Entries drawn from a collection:
[BEGIN]

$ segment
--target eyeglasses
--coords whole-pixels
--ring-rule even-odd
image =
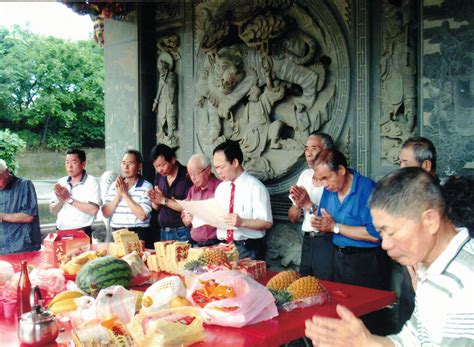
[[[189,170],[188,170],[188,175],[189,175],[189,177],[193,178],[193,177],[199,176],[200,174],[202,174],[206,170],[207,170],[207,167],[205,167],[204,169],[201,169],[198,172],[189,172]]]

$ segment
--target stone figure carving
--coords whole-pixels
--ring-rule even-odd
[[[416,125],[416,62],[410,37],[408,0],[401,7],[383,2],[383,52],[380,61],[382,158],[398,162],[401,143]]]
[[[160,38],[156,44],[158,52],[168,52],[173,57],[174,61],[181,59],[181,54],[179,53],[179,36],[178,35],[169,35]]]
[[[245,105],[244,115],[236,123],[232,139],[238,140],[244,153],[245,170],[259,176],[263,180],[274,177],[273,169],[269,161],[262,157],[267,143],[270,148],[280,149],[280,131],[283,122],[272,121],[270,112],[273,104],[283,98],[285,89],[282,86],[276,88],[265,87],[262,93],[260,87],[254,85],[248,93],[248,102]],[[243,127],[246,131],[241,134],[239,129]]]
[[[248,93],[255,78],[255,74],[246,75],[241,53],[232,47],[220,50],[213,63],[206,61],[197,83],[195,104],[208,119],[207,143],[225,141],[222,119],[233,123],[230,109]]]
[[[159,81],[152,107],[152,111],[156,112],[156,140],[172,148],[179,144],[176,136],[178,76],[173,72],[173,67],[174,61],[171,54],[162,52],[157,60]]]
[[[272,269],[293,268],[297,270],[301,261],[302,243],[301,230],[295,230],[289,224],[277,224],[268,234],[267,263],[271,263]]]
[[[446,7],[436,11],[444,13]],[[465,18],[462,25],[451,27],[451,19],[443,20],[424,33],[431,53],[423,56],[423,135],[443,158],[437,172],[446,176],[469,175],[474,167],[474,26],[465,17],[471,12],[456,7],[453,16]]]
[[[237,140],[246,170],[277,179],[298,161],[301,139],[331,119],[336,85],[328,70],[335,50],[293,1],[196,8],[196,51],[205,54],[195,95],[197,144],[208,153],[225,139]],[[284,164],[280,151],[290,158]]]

[END]

Update the listing above by replacing every "whole-pixels" with "integer-pixels" and leaving everything else as it is. Leave the pictures out of your answer.

**ANSWER IN FULL:**
$ segment
--target eyeglasses
--coords integer-pixels
--ring-rule even-odd
image =
[[[189,170],[188,170],[188,175],[189,175],[189,177],[193,178],[193,177],[199,176],[200,174],[202,174],[206,170],[207,170],[207,167],[205,167],[204,169],[201,169],[198,172],[189,172]]]

$ segment
--target stone figure carving
--coords integer-pixels
--ring-rule even-odd
[[[416,125],[416,62],[410,37],[408,0],[401,7],[383,2],[383,52],[380,61],[382,158],[398,162],[401,143]]]
[[[160,38],[156,44],[158,52],[168,52],[173,57],[174,61],[181,59],[181,54],[179,53],[179,36],[178,35],[169,35]]]
[[[245,105],[244,115],[236,123],[232,139],[238,140],[244,153],[245,170],[259,176],[263,180],[274,177],[273,169],[269,161],[262,157],[267,143],[270,148],[280,149],[280,131],[283,122],[272,121],[270,112],[273,104],[283,98],[285,89],[282,86],[276,88],[265,87],[262,93],[260,87],[254,85],[248,93],[248,102]],[[243,127],[246,131],[241,134],[239,129]]]
[[[248,93],[255,78],[255,74],[246,75],[241,53],[232,47],[220,50],[213,63],[206,61],[197,83],[195,104],[208,119],[207,143],[225,141],[222,119],[233,123],[230,109]]]
[[[159,81],[152,107],[152,111],[156,112],[156,140],[172,148],[179,144],[176,136],[178,76],[173,72],[173,67],[174,61],[171,54],[162,52],[157,60]]]
[[[272,269],[293,268],[297,270],[301,261],[302,243],[301,230],[295,230],[289,224],[277,224],[268,234],[267,263],[271,263]]]
[[[446,7],[436,11],[444,13]],[[465,18],[462,25],[451,27],[451,19],[443,20],[424,33],[431,53],[423,56],[423,135],[443,158],[437,172],[446,176],[469,175],[474,167],[474,26],[465,17],[471,12],[456,7],[453,16]]]
[[[237,140],[246,170],[277,179],[298,161],[301,139],[331,119],[336,85],[328,70],[335,50],[293,1],[196,8],[196,51],[205,54],[195,95],[197,144],[208,153],[225,139]],[[284,164],[280,151],[290,158]]]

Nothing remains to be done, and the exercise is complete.